━━ Kutipan Teks ━━

Akhirnya, saya tiba di Desa Lontar, Kecamatan Tirtayasa, Kabupaten Serang, Provinsi Banten. Saya menempuh perjalanan selama dua jam bersama dua orang teman. Mereka adalah Ovi, seorang dokter muda yang kini bertugas di Rumah Sakit Umum Daerah Kota Cilegon dan Titin, Ketua Lembaga Perlindungan Anak Kota Serang.
Di dalam mobil, kami mengobrol tentang kasus pelecehan seksual dan gizi buruk yang terjadi di daerah Banten. Kata mereka, kemiskinan menjadi penyebab dari permasalah-permasalahan itu. Kali ini saya ingin membuktikannya sendiri.
"Mobilnya di parkir di sana saja, Teh," teriak seorang pria muda dari luar mobil, tangannya menunjuk pelataran rumah warga. Ia bernama Muhid, Ketua Pemuda Desa Lontar yang seringkali menginisiasi banyak gerakan untuk desanya.

━━━
━━ Bahan yang Diberikan ━━

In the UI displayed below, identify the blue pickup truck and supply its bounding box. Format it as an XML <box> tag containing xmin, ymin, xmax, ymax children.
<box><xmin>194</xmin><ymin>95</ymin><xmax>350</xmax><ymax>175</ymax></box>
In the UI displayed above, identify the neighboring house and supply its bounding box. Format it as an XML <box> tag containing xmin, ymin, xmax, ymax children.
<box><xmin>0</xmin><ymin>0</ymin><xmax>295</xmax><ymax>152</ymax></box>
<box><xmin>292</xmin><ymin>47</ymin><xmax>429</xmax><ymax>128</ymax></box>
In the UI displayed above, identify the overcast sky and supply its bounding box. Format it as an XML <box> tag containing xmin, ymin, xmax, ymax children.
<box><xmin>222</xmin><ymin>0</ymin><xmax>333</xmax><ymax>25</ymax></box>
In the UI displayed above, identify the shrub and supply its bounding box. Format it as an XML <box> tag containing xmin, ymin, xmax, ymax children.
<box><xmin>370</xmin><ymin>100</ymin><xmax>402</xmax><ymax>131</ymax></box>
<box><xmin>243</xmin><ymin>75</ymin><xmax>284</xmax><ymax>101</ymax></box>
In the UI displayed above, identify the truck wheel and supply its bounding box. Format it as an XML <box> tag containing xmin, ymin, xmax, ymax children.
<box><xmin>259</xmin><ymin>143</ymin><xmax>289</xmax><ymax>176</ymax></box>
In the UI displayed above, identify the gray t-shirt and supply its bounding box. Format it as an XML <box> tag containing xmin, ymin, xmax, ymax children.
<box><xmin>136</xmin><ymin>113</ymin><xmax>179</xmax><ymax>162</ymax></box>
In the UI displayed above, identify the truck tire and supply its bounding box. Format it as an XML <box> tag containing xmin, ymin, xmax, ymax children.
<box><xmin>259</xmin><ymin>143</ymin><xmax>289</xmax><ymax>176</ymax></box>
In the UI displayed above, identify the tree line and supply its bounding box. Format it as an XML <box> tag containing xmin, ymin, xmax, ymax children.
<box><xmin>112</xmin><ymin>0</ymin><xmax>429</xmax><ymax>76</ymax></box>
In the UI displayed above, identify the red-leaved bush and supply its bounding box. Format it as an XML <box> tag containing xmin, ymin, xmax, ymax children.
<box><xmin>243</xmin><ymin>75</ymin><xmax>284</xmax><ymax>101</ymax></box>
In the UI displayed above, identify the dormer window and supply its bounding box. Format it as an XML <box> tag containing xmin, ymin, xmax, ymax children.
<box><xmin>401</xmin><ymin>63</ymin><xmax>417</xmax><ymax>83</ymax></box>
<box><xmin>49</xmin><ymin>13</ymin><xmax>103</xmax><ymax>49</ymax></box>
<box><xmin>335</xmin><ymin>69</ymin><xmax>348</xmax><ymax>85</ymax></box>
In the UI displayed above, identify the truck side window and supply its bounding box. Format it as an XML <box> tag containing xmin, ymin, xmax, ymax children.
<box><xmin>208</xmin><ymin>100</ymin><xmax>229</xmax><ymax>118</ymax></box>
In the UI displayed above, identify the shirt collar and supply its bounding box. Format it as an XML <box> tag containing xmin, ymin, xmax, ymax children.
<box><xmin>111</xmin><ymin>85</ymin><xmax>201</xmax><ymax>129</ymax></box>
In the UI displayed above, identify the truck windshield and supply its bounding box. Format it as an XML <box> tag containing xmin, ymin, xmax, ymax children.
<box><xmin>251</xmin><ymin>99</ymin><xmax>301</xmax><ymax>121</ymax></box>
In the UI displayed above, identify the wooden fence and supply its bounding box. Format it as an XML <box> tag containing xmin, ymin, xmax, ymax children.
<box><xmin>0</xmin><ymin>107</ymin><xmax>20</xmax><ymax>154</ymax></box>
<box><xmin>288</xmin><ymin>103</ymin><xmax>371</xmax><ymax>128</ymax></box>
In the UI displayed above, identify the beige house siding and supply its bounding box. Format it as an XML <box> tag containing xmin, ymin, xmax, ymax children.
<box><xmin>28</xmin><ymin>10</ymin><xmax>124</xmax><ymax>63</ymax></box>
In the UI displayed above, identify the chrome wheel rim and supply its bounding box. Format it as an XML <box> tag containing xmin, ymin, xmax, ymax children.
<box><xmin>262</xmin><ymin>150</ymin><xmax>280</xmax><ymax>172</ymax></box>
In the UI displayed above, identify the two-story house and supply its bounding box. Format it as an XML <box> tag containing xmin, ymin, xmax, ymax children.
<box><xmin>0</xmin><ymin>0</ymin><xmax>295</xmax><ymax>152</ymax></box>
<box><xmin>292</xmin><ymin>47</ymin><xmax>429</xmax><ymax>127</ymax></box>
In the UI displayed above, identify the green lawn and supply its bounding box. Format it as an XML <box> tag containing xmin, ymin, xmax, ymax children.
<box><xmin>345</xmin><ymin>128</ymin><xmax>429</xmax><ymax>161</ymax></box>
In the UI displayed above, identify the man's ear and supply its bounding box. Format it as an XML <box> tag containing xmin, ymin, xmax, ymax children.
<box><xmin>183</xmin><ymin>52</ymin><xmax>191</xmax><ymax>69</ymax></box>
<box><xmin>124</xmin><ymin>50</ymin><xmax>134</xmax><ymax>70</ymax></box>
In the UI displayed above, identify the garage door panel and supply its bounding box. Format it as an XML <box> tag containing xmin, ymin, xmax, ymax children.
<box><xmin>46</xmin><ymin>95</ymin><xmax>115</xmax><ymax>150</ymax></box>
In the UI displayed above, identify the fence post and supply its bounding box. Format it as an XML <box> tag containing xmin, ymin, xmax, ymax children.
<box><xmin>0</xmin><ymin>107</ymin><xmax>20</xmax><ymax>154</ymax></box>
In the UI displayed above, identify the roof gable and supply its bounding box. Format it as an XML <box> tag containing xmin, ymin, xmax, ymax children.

━━━

Tugas Anda ▸
Dalam kutipan teks tentang kunjungan ke Desa Lontar, apa yang ingin dibuktikan sendiri oleh pencerita, dan apa yang mendorongnya? Jawab dalam satu sampai tiga kalimat.

Jawaban ▸
Pencerita ingin membuktikan sendiri bahwa kemiskinan menjadi penyebab kasus pelecehan seksual dan gizi buruk di daerah Banten. Dorongan itu muncul dari obrolan di dalam mobil, ketika Ovi dan Titin mengatakan bahwa kemiskinanlah penyebab permasalahan-permasalahan tersebut.